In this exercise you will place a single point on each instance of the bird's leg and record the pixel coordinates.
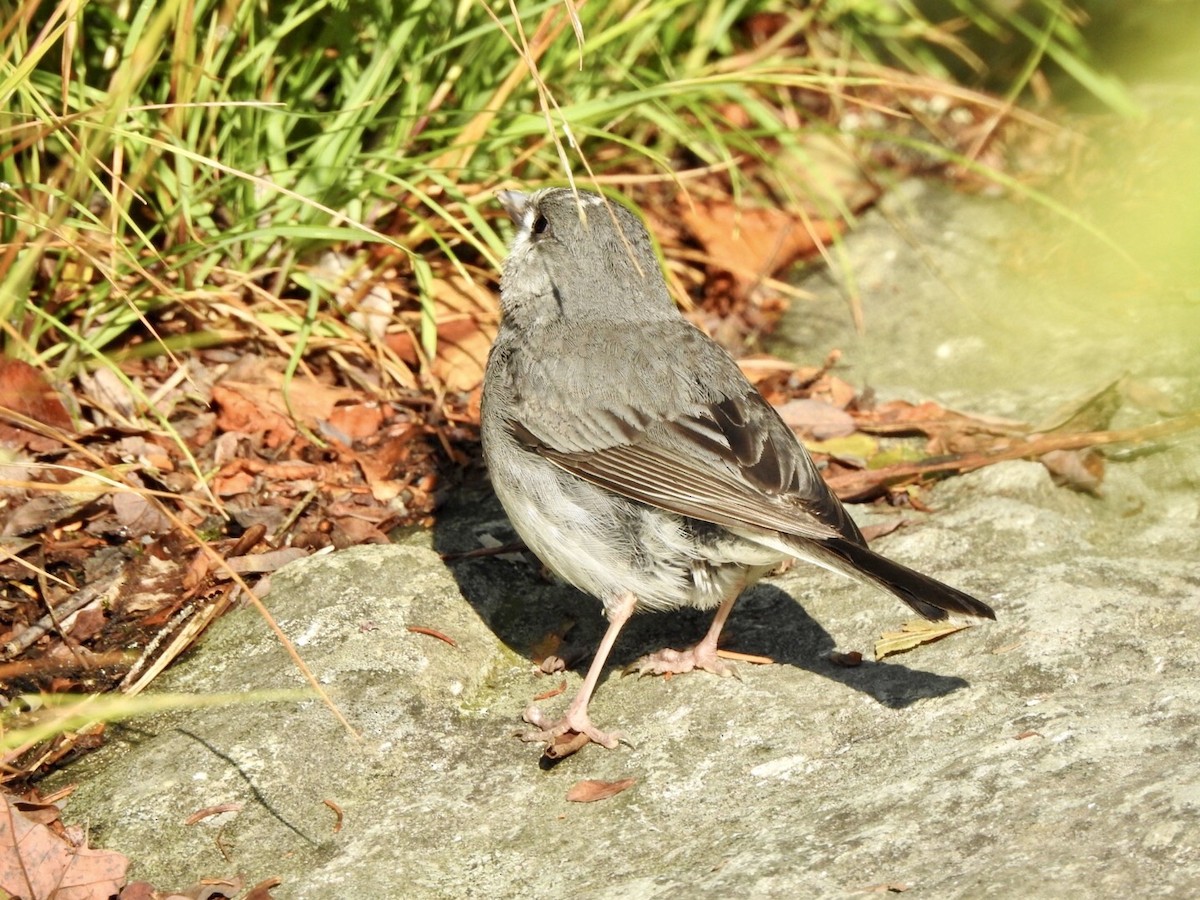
(576, 718)
(702, 655)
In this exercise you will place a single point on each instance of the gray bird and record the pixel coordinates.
(634, 457)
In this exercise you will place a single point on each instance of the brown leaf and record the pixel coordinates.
(357, 420)
(35, 862)
(262, 891)
(817, 418)
(913, 634)
(552, 691)
(589, 791)
(139, 515)
(753, 244)
(1078, 469)
(25, 391)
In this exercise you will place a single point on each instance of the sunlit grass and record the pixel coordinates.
(165, 162)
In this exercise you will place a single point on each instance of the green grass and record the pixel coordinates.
(172, 169)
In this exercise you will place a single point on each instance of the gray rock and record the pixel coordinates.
(1050, 754)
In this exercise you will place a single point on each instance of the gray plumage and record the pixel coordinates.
(631, 454)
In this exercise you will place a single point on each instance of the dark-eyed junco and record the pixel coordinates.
(631, 454)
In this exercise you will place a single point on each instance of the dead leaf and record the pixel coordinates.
(1078, 469)
(816, 418)
(589, 790)
(552, 691)
(849, 660)
(36, 862)
(262, 889)
(745, 658)
(913, 634)
(751, 244)
(357, 420)
(432, 633)
(25, 391)
(138, 515)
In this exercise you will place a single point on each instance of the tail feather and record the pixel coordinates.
(929, 597)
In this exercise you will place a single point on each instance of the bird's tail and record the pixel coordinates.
(929, 597)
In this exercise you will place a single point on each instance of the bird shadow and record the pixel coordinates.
(522, 605)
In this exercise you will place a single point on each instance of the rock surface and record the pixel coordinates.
(1050, 754)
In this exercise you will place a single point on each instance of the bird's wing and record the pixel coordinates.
(732, 462)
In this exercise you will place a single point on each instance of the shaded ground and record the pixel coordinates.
(1050, 754)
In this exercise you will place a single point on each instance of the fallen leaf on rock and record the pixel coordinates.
(340, 816)
(564, 745)
(913, 634)
(552, 691)
(851, 659)
(209, 811)
(262, 891)
(25, 391)
(856, 448)
(550, 645)
(589, 790)
(431, 633)
(816, 418)
(751, 244)
(139, 515)
(1078, 469)
(358, 420)
(745, 658)
(36, 862)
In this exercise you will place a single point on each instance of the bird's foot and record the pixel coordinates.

▶ **SET TASK**:
Convert all the records above into a JSON list of strings, one string per line, leaving out blank lines and the pictures.

▶ **OUTPUT BELOW**:
[
  "In this exercise you will place a single point on each instance of the bird's leg and record the pixel coordinates.",
  "(576, 718)",
  "(702, 655)",
  "In this exercise you will place a single point on each instance of the gray bird and record the pixel coordinates.",
  "(634, 457)",
  "In this exercise you will place a single point on each instance of the brown leaf and record the pixel coordinates.",
  "(357, 420)",
  "(35, 862)",
  "(262, 891)",
  "(817, 418)",
  "(913, 634)",
  "(552, 691)",
  "(589, 791)",
  "(139, 515)",
  "(753, 244)",
  "(1078, 469)",
  "(25, 391)",
  "In this exercise you will place a single point on each instance of the sunlit grass and record the pixel coordinates.",
  "(165, 162)",
  "In this exercise you will place a single point on each instance of the green grass and record the pixel coordinates.",
  "(172, 169)",
  "In this exercise you will place a single point on each instance of the gray rock and record the pixel coordinates.",
  "(1050, 754)",
  "In this exercise you will place a single point on each instance of the gray plumage and record the pixel coordinates.",
  "(631, 454)",
  "In this exercise you will place a single point on each instance of the dark-eyed junco and record the pixel coordinates.",
  "(631, 454)",
  "In this exercise you will place a single point on each instance of the dead leaf and record the pixel coordinates.",
  "(1078, 469)",
  "(816, 418)",
  "(589, 790)",
  "(552, 691)",
  "(849, 660)",
  "(36, 862)",
  "(262, 889)",
  "(745, 658)",
  "(913, 634)",
  "(751, 244)",
  "(357, 420)",
  "(432, 633)",
  "(25, 391)",
  "(138, 515)",
  "In this exercise you will place a single point on each instance of the tail feather and record the pixel coordinates.",
  "(929, 597)",
  "In this exercise you will place a single point on each instance of the bird's tail and record the pixel coordinates.",
  "(929, 597)",
  "In this exercise you will place a single point on each instance of the bird shadow and record the pixel coordinates.",
  "(522, 605)",
  "In this exercise you will place a single point on each instance of the rock surface and record the pixel coordinates.",
  "(1050, 754)",
  "In this exercise you will place a single point on each instance of the bird's wing and record the pixel coordinates.",
  "(732, 462)",
  "In this exercise you will place a single point on each instance of the shaded ground and record the pixel coordinates.",
  "(1050, 754)",
  "In this exercise you will place a single point on each instance of the fallen leaf on rock and record the pixel coordinates.",
  "(340, 816)",
  "(564, 745)",
  "(913, 634)",
  "(552, 691)",
  "(851, 659)",
  "(209, 811)",
  "(262, 891)",
  "(25, 391)",
  "(856, 448)",
  "(550, 645)",
  "(589, 790)",
  "(431, 633)",
  "(816, 418)",
  "(751, 244)",
  "(139, 515)",
  "(1078, 469)",
  "(358, 420)",
  "(745, 658)",
  "(36, 862)",
  "In this exercise you will place a single point on each instance of the bird's foot and record the pixel coordinates."
]